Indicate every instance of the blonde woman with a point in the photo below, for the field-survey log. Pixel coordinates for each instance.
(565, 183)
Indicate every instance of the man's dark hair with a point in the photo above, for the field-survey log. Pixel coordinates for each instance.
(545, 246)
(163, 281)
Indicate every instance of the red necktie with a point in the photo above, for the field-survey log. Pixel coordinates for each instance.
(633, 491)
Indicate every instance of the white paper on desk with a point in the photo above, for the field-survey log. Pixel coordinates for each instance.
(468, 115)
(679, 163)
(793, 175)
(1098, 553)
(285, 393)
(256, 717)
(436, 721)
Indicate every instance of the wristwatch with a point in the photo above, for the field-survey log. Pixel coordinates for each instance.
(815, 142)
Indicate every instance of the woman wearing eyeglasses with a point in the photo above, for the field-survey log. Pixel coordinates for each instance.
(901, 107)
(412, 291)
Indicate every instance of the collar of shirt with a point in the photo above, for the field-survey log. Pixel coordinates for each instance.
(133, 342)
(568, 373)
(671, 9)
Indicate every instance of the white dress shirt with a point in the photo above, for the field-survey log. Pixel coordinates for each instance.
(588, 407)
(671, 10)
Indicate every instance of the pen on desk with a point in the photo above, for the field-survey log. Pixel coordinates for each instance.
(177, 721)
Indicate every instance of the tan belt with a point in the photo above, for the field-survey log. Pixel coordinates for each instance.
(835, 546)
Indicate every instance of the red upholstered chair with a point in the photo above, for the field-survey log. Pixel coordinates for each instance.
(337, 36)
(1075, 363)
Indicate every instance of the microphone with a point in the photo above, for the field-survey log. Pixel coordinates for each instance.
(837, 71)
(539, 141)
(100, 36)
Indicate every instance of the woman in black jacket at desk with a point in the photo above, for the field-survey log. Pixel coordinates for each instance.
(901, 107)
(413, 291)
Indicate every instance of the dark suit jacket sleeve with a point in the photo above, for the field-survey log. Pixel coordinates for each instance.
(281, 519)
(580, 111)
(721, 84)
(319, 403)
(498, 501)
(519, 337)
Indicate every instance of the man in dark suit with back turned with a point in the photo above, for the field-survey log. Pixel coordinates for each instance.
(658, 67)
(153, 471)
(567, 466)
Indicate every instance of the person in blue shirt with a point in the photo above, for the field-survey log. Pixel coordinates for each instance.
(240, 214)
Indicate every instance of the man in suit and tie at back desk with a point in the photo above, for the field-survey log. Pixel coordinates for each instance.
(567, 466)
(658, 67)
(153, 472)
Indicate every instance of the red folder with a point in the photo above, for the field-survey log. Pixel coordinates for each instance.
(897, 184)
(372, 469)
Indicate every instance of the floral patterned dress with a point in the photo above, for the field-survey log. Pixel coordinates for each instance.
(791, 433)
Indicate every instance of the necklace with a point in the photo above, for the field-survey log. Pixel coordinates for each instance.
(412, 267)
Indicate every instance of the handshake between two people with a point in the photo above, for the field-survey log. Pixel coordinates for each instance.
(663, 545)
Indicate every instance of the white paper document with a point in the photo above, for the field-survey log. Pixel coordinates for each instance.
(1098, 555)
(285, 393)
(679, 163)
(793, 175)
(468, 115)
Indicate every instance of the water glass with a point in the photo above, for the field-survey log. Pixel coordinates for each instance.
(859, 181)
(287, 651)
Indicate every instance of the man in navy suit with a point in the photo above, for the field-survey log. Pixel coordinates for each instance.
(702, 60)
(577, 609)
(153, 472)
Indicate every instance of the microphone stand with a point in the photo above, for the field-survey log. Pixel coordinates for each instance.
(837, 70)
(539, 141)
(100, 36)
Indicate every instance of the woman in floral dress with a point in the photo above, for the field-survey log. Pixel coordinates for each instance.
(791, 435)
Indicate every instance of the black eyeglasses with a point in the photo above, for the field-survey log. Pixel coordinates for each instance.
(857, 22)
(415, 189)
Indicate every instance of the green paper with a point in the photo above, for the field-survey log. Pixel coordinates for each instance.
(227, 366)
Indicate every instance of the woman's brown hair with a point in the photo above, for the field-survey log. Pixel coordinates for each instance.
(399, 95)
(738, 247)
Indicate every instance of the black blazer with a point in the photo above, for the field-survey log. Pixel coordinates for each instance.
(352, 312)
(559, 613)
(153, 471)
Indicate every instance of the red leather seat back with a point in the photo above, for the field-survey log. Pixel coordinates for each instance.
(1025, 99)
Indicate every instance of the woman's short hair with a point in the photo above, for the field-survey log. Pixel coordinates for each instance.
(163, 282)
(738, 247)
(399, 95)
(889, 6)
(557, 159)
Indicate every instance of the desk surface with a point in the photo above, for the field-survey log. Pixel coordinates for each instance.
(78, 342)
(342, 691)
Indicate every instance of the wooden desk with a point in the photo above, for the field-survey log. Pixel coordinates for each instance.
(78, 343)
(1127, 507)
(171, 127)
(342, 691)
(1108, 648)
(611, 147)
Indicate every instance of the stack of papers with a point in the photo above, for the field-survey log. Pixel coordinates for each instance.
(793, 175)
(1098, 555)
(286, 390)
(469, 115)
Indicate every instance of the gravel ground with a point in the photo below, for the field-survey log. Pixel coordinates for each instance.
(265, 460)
******************************
Action item> Each record is to be transcribed exactly and in full.

Exercise result>
Indicate every instance of the blonde woman with a point in the photo below, for the field-survey log. Pixel coordinates for each instance.
(565, 183)
Indicate every instance of the man's dark hair with a point in the photo above, for the field-survey log. Pixel coordinates for each instance.
(545, 246)
(163, 281)
Indicate every instance of the red necktie with a point in the photo above, for the field-survey log. Pixel coordinates for each instance.
(633, 491)
Indicate every instance of the white paper on desk with a point in the photo above, for the field-survey log. Pixel coordinates for each instance.
(468, 115)
(679, 163)
(793, 175)
(1098, 553)
(285, 393)
(256, 717)
(436, 721)
Indicate every instance of the wristwatch with a point in the photo above, for the field-survey log. Pixel coordinates for each instance.
(815, 142)
Indicate every instance of the woman wearing eyeglasses with a point in the photo above, for the field-survey log. Pixel coordinates for each instance.
(901, 107)
(412, 291)
Indicate every instance of the collar of shirt with a point in the photo above, for the field-survey log. Pixel coordinates for each instance.
(133, 342)
(568, 373)
(671, 9)
Indicate every instance of the white dress shirt with a point in the photo above, for the field-survey log. Pixel coordinates for each instance.
(588, 407)
(671, 10)
Indicate every instance of the pen on desk with a point in the photo above, for the field-survey log. Pixel coordinates for each instance.
(177, 721)
Indicate every instance of the tan belt with a point in the photo above, for the field-survey log. Pixel coordinates for each instance.
(835, 546)
Indicate every instance of the red upholstered chair with a point in the photo above, for the field-survey log. Pixel coordinates for each instance.
(337, 36)
(1075, 363)
Indicate every instance of the microphone with a point in the photo above, for the field-survey log. Pixel coordinates for each instance.
(837, 71)
(539, 141)
(100, 36)
Indicate every instance of the woman in black jacket at desk with a point in the photo above, for the field-survey log. Pixel coordinates for each instance.
(901, 107)
(413, 291)
Indicate every instance of the dark suit jacket sleeve with a point in the photo above, for the field-survey log. Pixel coordinates for each instance.
(281, 519)
(580, 111)
(721, 84)
(319, 403)
(498, 501)
(519, 337)
Indicate every instance of the man in dark suit with back turned with a point in the photo above, for the field-survey log. Pixel coordinates for each instance.
(658, 67)
(153, 471)
(567, 466)
Indicate every instance of the person in blue shirt with a point in the photo above, for the field-survey log. Pixel coordinates for each instance.
(240, 214)
Indicate every instance of the man in suit and tie at back desk with a point in the photo above, for the field-survey log. Pixel coordinates for each instance.
(567, 466)
(658, 67)
(153, 472)
Indicate every instance of the red folder with a point in the photo above, for the field-survey log. Pixel coordinates for each instance.
(897, 184)
(372, 469)
Indicate every instance of the floral patterned dress with a point in the photo above, for the field-survey log. Pixel coordinates for each instance.
(791, 433)
Indicate every instance of the necklace with a point in the photo above, for the field-survey log. Pixel coordinates for each instance.
(412, 267)
Indicate every instance of the handshake between two people with a point in the photo above, for the field-survey log. Pixel coordinates for each instance.
(663, 545)
Indicate every instance of the white paper document with a point in the photo above, for the field-survey log. Pixel coordinates for each instance.
(1098, 555)
(285, 393)
(679, 163)
(793, 175)
(468, 115)
Indicate every instance of the water glass with a point in the photo above, for the field-survey log. Pixel coordinates for each instance.
(859, 181)
(287, 651)
Indicate every instance of the man in navy suit with a point in the photo above, for the field-survey log. Pixel coordinates for each instance.
(702, 60)
(577, 609)
(153, 472)
Indicate every instance of the microphone stand with a point in the photo above, for the field-survey log. Pixel coordinates for each instance.
(837, 70)
(539, 141)
(100, 36)
Indicate every instance of the woman in floral dress with a point in the photo above, for the field-survey log. Pixel coordinates for each instance.
(791, 435)
Indicate every instance of the black eyeglasses with a point in the photo above, for the field-survey log. Pixel coordinates for each instance.
(857, 22)
(415, 189)
Indicate every instance of the green paper with a point in the photo above, for the field-survey log. Pixel coordinates for each instance.
(227, 366)
Indicate every instance of the woman's brown hair with a point in the photo above, for the field-survey log. Pixel coordinates for each instance.
(399, 95)
(738, 247)
Indicate every instance of the black blazer with a point in the photo above, for the field-survey log. Pixel coordinates for each instance.
(352, 312)
(559, 613)
(153, 471)
Indicate every instance of the red leather seat back with a point in the photo above, for the field-survey log. Pixel coordinates for each instance.
(1025, 99)
Indicate every instance of the woman's short hair with a point in the photo above, for the field-survey log. Pixel coordinates for each instance.
(163, 282)
(738, 247)
(399, 95)
(889, 6)
(557, 159)
Indicate every instance of the desk surface with a point in the photo above, for the field-survey log. Pixel coordinates for each instance.
(78, 342)
(342, 691)
Indicate every instance of the wooden desk with a point in the photo above, for the field-survey log. Pixel coordinates for each instance.
(78, 343)
(1127, 507)
(171, 127)
(342, 691)
(1108, 648)
(611, 147)
Indicate every instance of the stack of papers with a point in the photo above, for the field-survey log. Pixel coordinates for each instance.
(793, 175)
(1098, 555)
(286, 390)
(469, 115)
Indicate every instance of the gravel ground with a point in the photo below, for the field-survey log. Pixel coordinates for each instance.
(265, 460)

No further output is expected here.